PROBLEM TO WORK ON >>
Answer these from the biography of Pavlo Tychyna below:
(a) For which anthem did he compose the lyrics?
(b) Who was his first teacher?
(c) In what year did his father die?

TEXT BLOCK >>
Pavlo Hryhorovych Tychyna (;  – September 16, 1967) was a major Ukrainian poet, translator, publicist, public activist, academician, and statesman. He composed the lyrics to the Anthem of the Ukrainian Soviet Socialist Republic.

Life

Born in Pisky in 1891, he was baptized on January 27, which was mistakenly considered his birth date until recently. His father, Hryhoriy Timofiyovych Tychynin, was a village deacon and a teacher in the local grammar school. His mother, Maria Vasylivna Tychynina (Savytska), was eleven years younger than Pavlo's father. Pavlo had nine siblings: five sisters and four brothers. At first young Tychyna studied at the district's elementary school which was opened in Pisky in 1897. His first teacher was Serafima Morachevska who later recommended him to try his talent in chorus. In 1900 he became a member of an archiary chorus in the Trinity (Troitsky) monastery near Chernihiv. Simultaneously young Tychyna studied in the Chernihiv theological school. In 1906 Pavlo's father died. In 1907 Pavlo finished his school.

PROVIDED MATERIAL >>
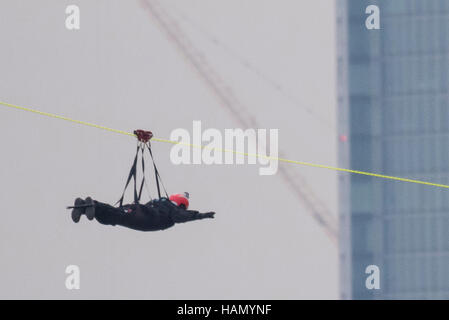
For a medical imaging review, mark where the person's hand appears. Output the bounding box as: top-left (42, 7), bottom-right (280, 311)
top-left (204, 212), bottom-right (215, 219)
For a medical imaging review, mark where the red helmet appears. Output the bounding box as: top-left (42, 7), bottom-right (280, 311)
top-left (169, 192), bottom-right (189, 209)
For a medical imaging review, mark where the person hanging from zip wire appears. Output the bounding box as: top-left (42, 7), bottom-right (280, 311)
top-left (67, 130), bottom-right (215, 231)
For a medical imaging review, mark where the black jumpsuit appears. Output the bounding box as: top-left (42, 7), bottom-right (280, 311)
top-left (94, 198), bottom-right (215, 231)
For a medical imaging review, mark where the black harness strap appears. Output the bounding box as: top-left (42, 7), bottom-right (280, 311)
top-left (146, 143), bottom-right (168, 199)
top-left (137, 146), bottom-right (145, 201)
top-left (115, 146), bottom-right (140, 207)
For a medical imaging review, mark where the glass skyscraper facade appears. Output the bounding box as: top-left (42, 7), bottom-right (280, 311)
top-left (336, 0), bottom-right (449, 299)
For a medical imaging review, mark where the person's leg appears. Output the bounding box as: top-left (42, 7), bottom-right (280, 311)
top-left (171, 209), bottom-right (215, 223)
top-left (94, 201), bottom-right (126, 226)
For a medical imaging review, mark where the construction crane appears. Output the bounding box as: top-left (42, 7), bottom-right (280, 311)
top-left (140, 0), bottom-right (338, 244)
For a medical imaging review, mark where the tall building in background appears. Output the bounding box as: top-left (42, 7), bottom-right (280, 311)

WRITTEN RESPONSE >>
(a) The Anthem of the Ukrainian Soviet Socialist Republic
(b) Serafima Morachevska
(c) 1906